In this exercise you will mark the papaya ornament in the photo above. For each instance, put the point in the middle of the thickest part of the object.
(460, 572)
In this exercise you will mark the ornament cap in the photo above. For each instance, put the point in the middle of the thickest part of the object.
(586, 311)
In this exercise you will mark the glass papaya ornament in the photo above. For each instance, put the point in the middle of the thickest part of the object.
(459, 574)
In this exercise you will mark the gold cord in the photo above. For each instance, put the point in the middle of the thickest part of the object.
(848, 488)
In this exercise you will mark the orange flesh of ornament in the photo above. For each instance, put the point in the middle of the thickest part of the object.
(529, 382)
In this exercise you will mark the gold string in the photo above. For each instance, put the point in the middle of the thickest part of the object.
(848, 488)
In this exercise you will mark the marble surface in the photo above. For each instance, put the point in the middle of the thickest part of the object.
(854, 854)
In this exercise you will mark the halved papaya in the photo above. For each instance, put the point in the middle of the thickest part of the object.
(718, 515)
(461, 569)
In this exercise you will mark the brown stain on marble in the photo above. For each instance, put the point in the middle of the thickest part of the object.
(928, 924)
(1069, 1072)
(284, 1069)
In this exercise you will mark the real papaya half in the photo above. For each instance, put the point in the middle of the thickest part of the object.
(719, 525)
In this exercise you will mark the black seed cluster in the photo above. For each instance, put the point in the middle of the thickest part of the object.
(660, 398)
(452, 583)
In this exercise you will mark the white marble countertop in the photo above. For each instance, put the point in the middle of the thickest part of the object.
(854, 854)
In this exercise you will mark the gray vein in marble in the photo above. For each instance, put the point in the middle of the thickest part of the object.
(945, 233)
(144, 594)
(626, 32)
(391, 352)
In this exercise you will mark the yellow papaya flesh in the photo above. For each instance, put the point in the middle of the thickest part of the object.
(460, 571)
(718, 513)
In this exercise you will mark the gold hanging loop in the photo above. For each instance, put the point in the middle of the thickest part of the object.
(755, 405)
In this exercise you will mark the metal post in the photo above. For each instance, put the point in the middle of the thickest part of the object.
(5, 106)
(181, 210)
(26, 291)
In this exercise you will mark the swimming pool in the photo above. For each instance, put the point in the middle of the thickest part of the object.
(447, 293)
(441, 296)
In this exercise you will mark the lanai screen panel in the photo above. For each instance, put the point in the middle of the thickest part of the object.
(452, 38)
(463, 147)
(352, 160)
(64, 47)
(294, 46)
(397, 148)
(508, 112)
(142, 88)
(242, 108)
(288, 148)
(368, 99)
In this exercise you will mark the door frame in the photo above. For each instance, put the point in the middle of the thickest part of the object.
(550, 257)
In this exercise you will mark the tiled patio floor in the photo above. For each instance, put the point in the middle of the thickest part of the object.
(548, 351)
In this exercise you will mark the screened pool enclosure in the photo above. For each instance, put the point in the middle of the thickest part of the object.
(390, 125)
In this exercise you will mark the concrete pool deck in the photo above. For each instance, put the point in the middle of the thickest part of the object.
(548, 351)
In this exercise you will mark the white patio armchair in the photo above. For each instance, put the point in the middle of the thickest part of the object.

◇ ◇ ◇ ◇ ◇

Keeping every word as it is, repeat all of the records.

In this exercise you will mark the papaya ornament in the photo above. For each instance, put the point in the middle of the thickest part of the object.
(460, 572)
In this exercise you will mark the ornament cap in the photo above. For each instance, put the point in the middle of the thickest part of the object.
(586, 311)
In this exercise you will mark the glass papaya ornament in the photo above. For each instance, put the point in the middle of the thickest part of the object.
(459, 574)
In this exercise you will mark the gold cord in the photo above. For each instance, put the point in the middle of the thickest part of the object.
(848, 488)
In this exercise you will mark the orange flesh of ornament in the photo above. For each instance, put the point in the middle of the thickest part of the object.
(529, 382)
In this exercise you will mark the gold string in the photo above. For each instance, put the point in the middle of the thickest part of the object.
(848, 488)
In this exercise you will mark the marble surface in the photo above. For each instance, put the point in the middle of the thickest part of the object.
(854, 854)
In this exercise you will mark the halved papaya in the photo above. For each instance, put the point in the middle of the thickest part of the object.
(718, 515)
(461, 569)
In this exercise you will mark the brown stain on marble in the photo above. For each instance, put the point in the middle of the thickest part of the object.
(928, 924)
(1069, 1072)
(284, 1069)
In this exercise you will mark the real papaya half in the photo above. For each instance, put the point in the middle of the thickest part of the object.
(719, 525)
In this exercise you will mark the black seed cluster in the photo above. For each instance, put the point in the middle of the thickest part of the object.
(660, 398)
(452, 583)
In this exercise you will mark the white marble countertop in the photo above. For each instance, put the point in the middle of the thickest part of the object.
(854, 854)
In this exercise you will mark the gray vein in marble in the photo above. For each instance, put the point in the middle of the thickest part of the object.
(945, 233)
(144, 594)
(626, 32)
(391, 352)
In this exercise you will mark the yellow papaya flesh in the photo above. For each instance, put the point in the middle of the thickest part of the object.
(460, 571)
(718, 513)
In this exercise you will mark the gold hanging loop in the photo above. For each instance, put the point in the middle of the thickest part of the object.
(755, 405)
In this exercise you will mark the metal post in the photo above. For each instance, put the point in the middle of the thickest part of the object.
(5, 106)
(181, 210)
(26, 291)
In this exercise you will mark the swimming pool in the photo above. For each instance, put the point in the middle of the thickest part of the object.
(447, 293)
(441, 296)
In this exercise you will mark the lanai screen panel in the photo above. For each instance, put the point in the middle of the thickest part of the object.
(452, 38)
(463, 147)
(352, 160)
(64, 47)
(294, 46)
(397, 148)
(508, 112)
(142, 88)
(242, 108)
(288, 148)
(368, 99)
In this exercise you will mark the door frame in the photo above. For each instance, put the point in the middle of the thickest part of the object.
(550, 257)
In this exercise you will mark the tiled patio floor in the photo above. For each instance, put the point in the middle of the thickest part of the object.
(548, 351)
In this exercise you will mark the screened pool enclosure in the photo above. For each instance, put the point in the middle of the thickest part of the object.
(390, 125)
In this exercise you will mark the concrete pool deck in the photo above. For each instance, put the point in the middle of the thickest part of the object.
(548, 351)
In this exercise you will mark the white patio armchair in the photo above. For each instance, put the point in the middle of the thickest part of the object.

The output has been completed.